§ Consigne
Écrivez la suite du texte sur l’élevage et le langage spéciste, en commençant juste après sa dernière phrase.

§ Extrait choisi
• • • • •

Alors que le secteur de l’élevage est à l’heure actuelle le plus fervent défenseur d’une agriculture productiviste et qu’il a structuré le capitalisme moderne autour de ses intérêts, il n’est plus possible, au regard du consensus scientifique sur la sentience1 des animaux non humains, d’aborder l’agriculture sous les seuls aspects écologiques et économiques.
Nous souhaitons engager la réflexion sur ce que cachent les éléments de langages spécistes utilisés par l’ensemble de la filière de l’élevage.
Il n’est en effet pas possible pour un parti comme le NPA-l’Anticapitaliste, qui aspire à défaire l’ensemble des systèmes d’oppression et d’exploitation, de faire sienne une vision de l’élevage comme relation entre humain·es et animaux vidée de sa dimension coercitive et violente, alors que cette relation est un statut de propriété dans laquelle les humains sont les maîtres et possesseurs, et les animaux des individus relégués à l’état d’objet sans la moindre liberté de choix. Il n’est pas possible de dire qu’abattre un individu contre sa volonté et sans nécessité pourrait être en accord avec le fait de le respecter et de lui éviter des souffrances inutiles. Et enfin il n’est pas possible pour notre parti de considérer qu’un service public qui aurait pour mission de réaliser cette besogne serait compatible avec une société dépourvue d’inégalités sociales, comme si la tuerie de masse d’un groupe par un autre pouvait être dépourvue d’inégalités, qu’elles soient inter-espèces ou au sein même de l’espèce humaine.

• • • • •

§ Lignes de données

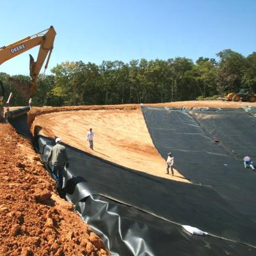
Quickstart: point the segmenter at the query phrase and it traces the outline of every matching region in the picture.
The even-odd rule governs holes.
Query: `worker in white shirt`
[[[29,100],[28,101],[28,106],[29,106],[30,108],[31,108],[31,104],[32,104],[32,99],[30,98]]]
[[[172,156],[172,154],[168,153],[168,158],[166,160],[166,174],[169,174],[169,168],[171,168],[171,172],[172,172],[172,175],[173,176],[173,164],[174,164],[174,157]]]
[[[89,131],[87,132],[87,141],[89,143],[90,148],[93,150],[93,132],[92,132],[92,129],[90,128]]]

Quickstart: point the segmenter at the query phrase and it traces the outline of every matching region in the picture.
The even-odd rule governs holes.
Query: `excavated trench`
[[[226,255],[227,252],[230,255],[253,255],[255,244],[248,234],[255,232],[252,227],[254,220],[236,209],[221,188],[216,190],[221,186],[204,179],[198,180],[198,177],[204,177],[202,174],[192,177],[184,172],[187,167],[179,159],[174,177],[164,174],[164,157],[170,148],[176,148],[175,156],[179,159],[182,150],[193,150],[184,148],[182,143],[179,150],[179,141],[175,144],[177,138],[180,141],[180,133],[188,134],[182,127],[180,135],[175,131],[174,136],[168,137],[173,134],[172,120],[179,120],[177,116],[167,122],[170,109],[143,109],[147,127],[140,107],[134,105],[45,108],[41,111],[35,108],[28,120],[28,124],[33,121],[31,131],[38,139],[43,161],[54,145],[54,136],[63,138],[70,158],[65,172],[66,198],[97,230],[112,255],[144,255],[147,252],[148,255],[163,255],[170,251],[185,255],[198,250],[212,255]],[[160,118],[159,110],[163,111],[161,115],[167,116]],[[51,113],[56,111],[58,113]],[[154,111],[154,115],[148,111]],[[17,120],[20,126],[17,128],[26,134],[29,126],[26,117],[21,116]],[[166,127],[161,123],[163,120],[168,124]],[[182,122],[183,126],[189,122]],[[26,124],[28,127],[24,128]],[[193,126],[188,124],[189,127]],[[85,140],[91,127],[95,132],[93,152]],[[161,138],[163,134],[165,137]],[[164,144],[166,138],[170,141]],[[192,164],[193,168],[200,169],[198,163]],[[180,224],[197,227],[212,236],[198,239],[184,232]]]

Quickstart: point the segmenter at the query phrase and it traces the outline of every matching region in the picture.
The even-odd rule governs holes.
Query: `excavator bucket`
[[[17,92],[26,100],[31,98],[36,91],[36,84],[35,82],[20,81],[13,77],[10,77],[9,80],[13,83]]]

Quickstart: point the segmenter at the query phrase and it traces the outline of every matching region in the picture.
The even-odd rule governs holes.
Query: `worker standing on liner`
[[[57,189],[59,193],[62,192],[63,186],[63,171],[64,166],[68,167],[68,156],[66,148],[61,145],[61,139],[57,138],[55,140],[56,145],[52,147],[49,153],[47,163],[47,164],[52,159],[52,173],[53,179],[57,184]]]
[[[166,160],[166,174],[169,174],[169,168],[171,168],[171,172],[172,172],[172,175],[173,176],[173,164],[174,164],[174,157],[172,156],[172,154],[171,152],[168,153],[168,158]]]
[[[93,136],[94,133],[92,131],[92,129],[90,128],[89,131],[87,132],[86,139],[89,143],[89,147],[93,150]]]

• • • • •

§ Réponse
Les abattoirs, une industrie qui se cache
En France 3 millions d’animaux sont tués dans les abattoirs chaque jour2. Cette violence est complètement occultée dans la vie quotidienne de la plupart des gens qui n’y travaillent pas, cela n’a pas toujours été si méticuleusement masqué. Si les publicités ou les étals de boucherie ne présentent que des images proprettes d’animaux vivants associées à des portions soigneusement découpées de leurs corps, c’est parce que l’industrie de l’élevage n’a aucun intérêt à ce que leurs chèr·es consommateur·ices soient exposé·es à la réalité brutale que l’on impose aux animaux. Car éprouver de l’empathie, capacité de nombreuses espèces dont la nôtre, permet de se solidariser avec d’autres individus en souffrance, qu’ils soient humains ou non, et de choisir de ne pas participer à un acte cruel exercé sur l’autre, au point de physiquement s’y opposer.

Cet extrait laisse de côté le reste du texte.